───── MATERIAL SUPPLIED

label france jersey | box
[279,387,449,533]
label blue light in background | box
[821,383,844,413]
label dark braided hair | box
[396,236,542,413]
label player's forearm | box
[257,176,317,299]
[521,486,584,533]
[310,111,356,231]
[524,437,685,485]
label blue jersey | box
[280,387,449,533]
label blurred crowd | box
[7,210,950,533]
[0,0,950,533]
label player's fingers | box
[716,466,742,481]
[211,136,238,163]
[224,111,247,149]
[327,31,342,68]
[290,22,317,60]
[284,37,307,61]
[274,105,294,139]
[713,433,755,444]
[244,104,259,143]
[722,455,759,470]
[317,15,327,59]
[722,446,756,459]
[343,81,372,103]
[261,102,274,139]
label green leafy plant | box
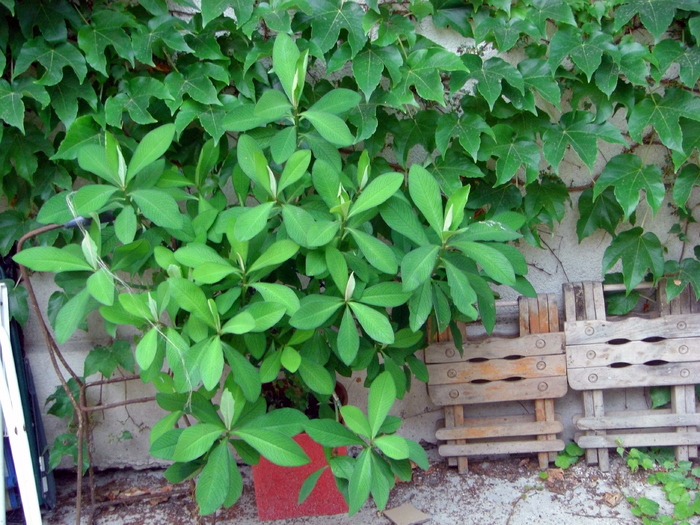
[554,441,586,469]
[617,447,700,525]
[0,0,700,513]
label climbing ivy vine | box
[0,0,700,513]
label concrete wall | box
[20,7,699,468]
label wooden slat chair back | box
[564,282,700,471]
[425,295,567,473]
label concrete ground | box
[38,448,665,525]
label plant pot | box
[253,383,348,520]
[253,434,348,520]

──────────

### INSTRUCTIONS TO FOLLOW:
Copy every item above word for word, leaving out the pictures.

### WRITTEN ANSWER:
label france jersey | box
[279,387,449,533]
label blue light in background | box
[821,383,844,413]
label dark braided hair | box
[396,236,542,413]
label player's forearm | box
[257,176,317,299]
[521,486,584,533]
[310,111,356,231]
[524,437,685,485]
label blue jersey | box
[280,387,449,533]
label blurred crowd | box
[7,210,950,533]
[0,0,950,533]
label player's fingers | box
[716,466,742,481]
[211,136,238,163]
[224,111,247,149]
[327,31,342,68]
[290,22,317,60]
[284,37,307,61]
[274,105,294,139]
[713,433,755,444]
[244,104,259,143]
[722,455,759,470]
[317,15,327,59]
[722,446,756,459]
[343,81,372,103]
[261,102,274,139]
label green leafy plant | box
[554,441,586,469]
[617,447,700,525]
[0,0,700,513]
label climbing ivy vine | box
[0,0,700,513]
label concrete wall | box
[20,7,699,468]
label wooden slat chair back | box
[564,282,700,471]
[425,295,567,473]
label concrete ground | box
[38,448,665,525]
label plant pot | box
[253,383,348,520]
[253,434,348,520]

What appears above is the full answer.